SELECTED EXCERPT.
** Begin **

Computational Linear Algebra: How to implement Linear Regression

How to Implement Linear Regression from Linear Algebra point of view?

Monit Sharma
9 min readJun 27, 2023

In the previous lesson, we calculated the least squares linear regression for a diabetes dataset, using scikit learn’s implementation. Today, we will look at how we could write our own implementation.

from sklearn import datasets, linear_model, metrics
from sklearn.model_selection import train_test_split
from sklearn.preprocessing import PolynomialFeatures
import math, scipy, numpy as np
from scipy import linalg
np.set_printoptions(precision=6)
data = datasets.load_diabetes()
feature_names=['age', 'sex', 'bmi', 'bp', 's1', 's2', 's3', 's4', 's5', 's6']
trn,test,y_trn,y_test = train_test_split(data.data, data.target, test_size=0.2)
trn.shape, test.shape

((353, 10), (89, 10))

def regr_metrics(act, pred):
return (math.sqrt(metrics.mean_squared_error(act, pred)),
metrics.mean_absolute_error(act, pred))

How did sklearn do it?

** End **

DATASET.
** Begin **

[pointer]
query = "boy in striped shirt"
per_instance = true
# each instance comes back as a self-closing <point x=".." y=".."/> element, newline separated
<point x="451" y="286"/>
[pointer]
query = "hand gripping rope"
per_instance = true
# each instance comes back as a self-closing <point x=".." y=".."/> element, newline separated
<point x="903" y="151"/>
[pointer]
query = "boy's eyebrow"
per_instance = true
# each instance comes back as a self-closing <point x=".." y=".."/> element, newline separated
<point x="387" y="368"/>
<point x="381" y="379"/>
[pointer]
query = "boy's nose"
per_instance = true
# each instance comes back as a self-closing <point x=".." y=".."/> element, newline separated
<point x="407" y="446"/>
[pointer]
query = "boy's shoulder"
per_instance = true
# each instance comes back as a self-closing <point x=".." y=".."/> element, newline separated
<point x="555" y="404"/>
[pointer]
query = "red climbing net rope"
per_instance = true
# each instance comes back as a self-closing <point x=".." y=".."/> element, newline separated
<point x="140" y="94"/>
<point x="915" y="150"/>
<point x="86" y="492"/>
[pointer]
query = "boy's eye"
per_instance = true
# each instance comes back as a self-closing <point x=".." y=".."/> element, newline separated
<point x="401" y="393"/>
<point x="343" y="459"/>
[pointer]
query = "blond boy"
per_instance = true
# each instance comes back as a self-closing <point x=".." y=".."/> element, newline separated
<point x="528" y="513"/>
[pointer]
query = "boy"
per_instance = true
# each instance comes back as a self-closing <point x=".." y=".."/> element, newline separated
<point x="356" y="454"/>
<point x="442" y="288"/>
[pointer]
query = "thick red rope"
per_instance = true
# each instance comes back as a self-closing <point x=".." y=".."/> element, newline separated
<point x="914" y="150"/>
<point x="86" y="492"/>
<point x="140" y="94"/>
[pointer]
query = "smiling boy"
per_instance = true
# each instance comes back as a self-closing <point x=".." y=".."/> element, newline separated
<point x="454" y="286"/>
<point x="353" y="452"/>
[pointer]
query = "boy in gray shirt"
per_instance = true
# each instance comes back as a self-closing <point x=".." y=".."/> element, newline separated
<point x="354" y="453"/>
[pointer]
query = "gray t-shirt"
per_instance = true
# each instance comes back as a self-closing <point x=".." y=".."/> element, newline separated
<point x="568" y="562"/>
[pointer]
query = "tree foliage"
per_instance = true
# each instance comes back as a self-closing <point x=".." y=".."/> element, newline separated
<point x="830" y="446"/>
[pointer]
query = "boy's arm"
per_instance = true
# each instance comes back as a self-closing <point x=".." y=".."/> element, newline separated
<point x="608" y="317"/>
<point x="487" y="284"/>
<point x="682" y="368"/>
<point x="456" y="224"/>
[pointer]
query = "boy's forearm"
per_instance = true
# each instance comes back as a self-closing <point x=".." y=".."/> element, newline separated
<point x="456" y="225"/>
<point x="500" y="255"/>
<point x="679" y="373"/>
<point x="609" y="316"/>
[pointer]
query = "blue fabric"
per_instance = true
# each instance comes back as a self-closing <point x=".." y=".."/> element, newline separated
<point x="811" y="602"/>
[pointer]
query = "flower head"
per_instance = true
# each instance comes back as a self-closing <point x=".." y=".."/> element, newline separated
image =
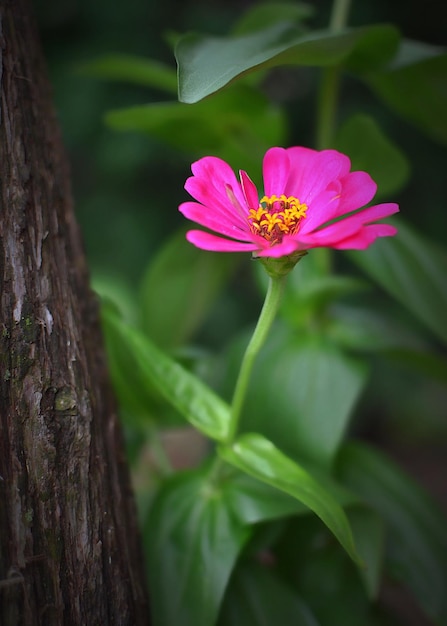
<point x="311" y="199"/>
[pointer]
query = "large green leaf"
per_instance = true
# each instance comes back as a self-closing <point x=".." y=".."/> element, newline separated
<point x="254" y="501"/>
<point x="184" y="391"/>
<point x="417" y="539"/>
<point x="133" y="69"/>
<point x="302" y="393"/>
<point x="414" y="87"/>
<point x="372" y="151"/>
<point x="178" y="289"/>
<point x="256" y="597"/>
<point x="412" y="269"/>
<point x="236" y="125"/>
<point x="206" y="64"/>
<point x="192" y="542"/>
<point x="258" y="457"/>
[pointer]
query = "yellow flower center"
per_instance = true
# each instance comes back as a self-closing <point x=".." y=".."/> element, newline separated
<point x="276" y="217"/>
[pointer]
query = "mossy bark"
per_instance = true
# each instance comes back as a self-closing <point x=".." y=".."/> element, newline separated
<point x="69" y="547"/>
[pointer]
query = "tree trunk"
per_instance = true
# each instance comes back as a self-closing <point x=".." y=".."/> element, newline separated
<point x="69" y="545"/>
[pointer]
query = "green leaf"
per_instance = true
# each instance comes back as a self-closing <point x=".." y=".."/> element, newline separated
<point x="302" y="394"/>
<point x="417" y="541"/>
<point x="133" y="69"/>
<point x="236" y="125"/>
<point x="412" y="269"/>
<point x="206" y="64"/>
<point x="186" y="281"/>
<point x="371" y="151"/>
<point x="184" y="391"/>
<point x="192" y="541"/>
<point x="414" y="87"/>
<point x="254" y="501"/>
<point x="256" y="597"/>
<point x="258" y="457"/>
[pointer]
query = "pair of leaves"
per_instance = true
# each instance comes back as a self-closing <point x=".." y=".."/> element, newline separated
<point x="198" y="526"/>
<point x="302" y="393"/>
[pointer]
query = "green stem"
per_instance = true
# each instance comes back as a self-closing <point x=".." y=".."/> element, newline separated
<point x="327" y="105"/>
<point x="268" y="313"/>
<point x="330" y="83"/>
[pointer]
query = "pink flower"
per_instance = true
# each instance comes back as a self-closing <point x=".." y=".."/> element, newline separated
<point x="311" y="200"/>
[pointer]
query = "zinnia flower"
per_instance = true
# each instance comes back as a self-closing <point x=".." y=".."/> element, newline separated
<point x="311" y="199"/>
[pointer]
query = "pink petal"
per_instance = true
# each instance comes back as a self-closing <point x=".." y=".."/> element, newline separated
<point x="216" y="173"/>
<point x="366" y="236"/>
<point x="311" y="172"/>
<point x="217" y="222"/>
<point x="207" y="241"/>
<point x="275" y="169"/>
<point x="348" y="226"/>
<point x="322" y="210"/>
<point x="249" y="190"/>
<point x="217" y="201"/>
<point x="358" y="189"/>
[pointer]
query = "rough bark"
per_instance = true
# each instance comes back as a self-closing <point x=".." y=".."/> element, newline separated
<point x="69" y="548"/>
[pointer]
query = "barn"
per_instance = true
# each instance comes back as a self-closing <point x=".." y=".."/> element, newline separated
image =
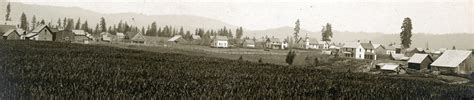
<point x="454" y="61"/>
<point x="40" y="33"/>
<point x="420" y="61"/>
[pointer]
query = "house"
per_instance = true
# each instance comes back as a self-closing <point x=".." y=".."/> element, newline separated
<point x="120" y="36"/>
<point x="40" y="33"/>
<point x="349" y="49"/>
<point x="8" y="30"/>
<point x="367" y="51"/>
<point x="275" y="43"/>
<point x="13" y="34"/>
<point x="176" y="39"/>
<point x="63" y="36"/>
<point x="420" y="61"/>
<point x="411" y="51"/>
<point x="139" y="38"/>
<point x="399" y="57"/>
<point x="379" y="49"/>
<point x="196" y="37"/>
<point x="107" y="37"/>
<point x="82" y="36"/>
<point x="219" y="42"/>
<point x="454" y="61"/>
<point x="153" y="40"/>
<point x="392" y="68"/>
<point x="393" y="49"/>
<point x="248" y="43"/>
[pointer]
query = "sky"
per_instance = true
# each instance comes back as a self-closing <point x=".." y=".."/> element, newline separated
<point x="386" y="16"/>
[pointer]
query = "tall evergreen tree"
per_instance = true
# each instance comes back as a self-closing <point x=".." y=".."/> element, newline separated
<point x="103" y="25"/>
<point x="33" y="22"/>
<point x="405" y="35"/>
<point x="78" y="24"/>
<point x="24" y="22"/>
<point x="297" y="30"/>
<point x="327" y="32"/>
<point x="59" y="22"/>
<point x="7" y="15"/>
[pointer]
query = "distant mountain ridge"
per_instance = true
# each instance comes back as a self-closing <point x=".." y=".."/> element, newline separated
<point x="189" y="22"/>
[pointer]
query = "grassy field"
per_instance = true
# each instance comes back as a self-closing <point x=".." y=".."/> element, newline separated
<point x="30" y="68"/>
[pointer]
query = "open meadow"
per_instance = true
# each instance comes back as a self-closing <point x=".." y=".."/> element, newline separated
<point x="35" y="68"/>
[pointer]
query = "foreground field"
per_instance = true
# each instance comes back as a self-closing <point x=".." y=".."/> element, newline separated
<point x="55" y="69"/>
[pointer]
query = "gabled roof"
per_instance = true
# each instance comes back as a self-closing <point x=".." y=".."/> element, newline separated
<point x="452" y="58"/>
<point x="120" y="34"/>
<point x="273" y="40"/>
<point x="220" y="38"/>
<point x="400" y="57"/>
<point x="249" y="41"/>
<point x="79" y="32"/>
<point x="351" y="45"/>
<point x="39" y="28"/>
<point x="367" y="45"/>
<point x="391" y="67"/>
<point x="10" y="31"/>
<point x="174" y="38"/>
<point x="5" y="28"/>
<point x="418" y="58"/>
<point x="138" y="37"/>
<point x="196" y="37"/>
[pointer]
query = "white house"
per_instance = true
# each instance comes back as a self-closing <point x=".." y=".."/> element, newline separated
<point x="220" y="42"/>
<point x="359" y="51"/>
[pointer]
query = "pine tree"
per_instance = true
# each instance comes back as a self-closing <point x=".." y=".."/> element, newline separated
<point x="78" y="24"/>
<point x="405" y="35"/>
<point x="7" y="16"/>
<point x="33" y="22"/>
<point x="24" y="22"/>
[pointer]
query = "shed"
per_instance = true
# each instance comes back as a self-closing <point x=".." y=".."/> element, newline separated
<point x="420" y="61"/>
<point x="454" y="61"/>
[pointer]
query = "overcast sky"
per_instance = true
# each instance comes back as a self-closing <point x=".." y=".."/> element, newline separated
<point x="428" y="16"/>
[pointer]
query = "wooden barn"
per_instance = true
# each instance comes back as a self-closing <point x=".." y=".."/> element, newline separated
<point x="63" y="36"/>
<point x="40" y="33"/>
<point x="420" y="61"/>
<point x="6" y="30"/>
<point x="454" y="61"/>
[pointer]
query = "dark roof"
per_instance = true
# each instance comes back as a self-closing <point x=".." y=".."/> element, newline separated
<point x="367" y="45"/>
<point x="5" y="28"/>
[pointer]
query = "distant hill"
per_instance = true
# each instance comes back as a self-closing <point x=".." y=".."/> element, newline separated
<point x="52" y="13"/>
<point x="460" y="40"/>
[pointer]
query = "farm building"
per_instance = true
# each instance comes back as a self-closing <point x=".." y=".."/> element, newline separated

** End **

EXERCISE TASKS.
A - From the linear regression page, list every name imported from sklearn or its submodules.
B - Count the lines of the records that contain the string "leaf", treating uppercase and lowercase as different, and give only the number.

SOLVED PROBLEMS.
A - datasets, linear_model, metrics, train_test_split, PolynomialFeatures

B - 2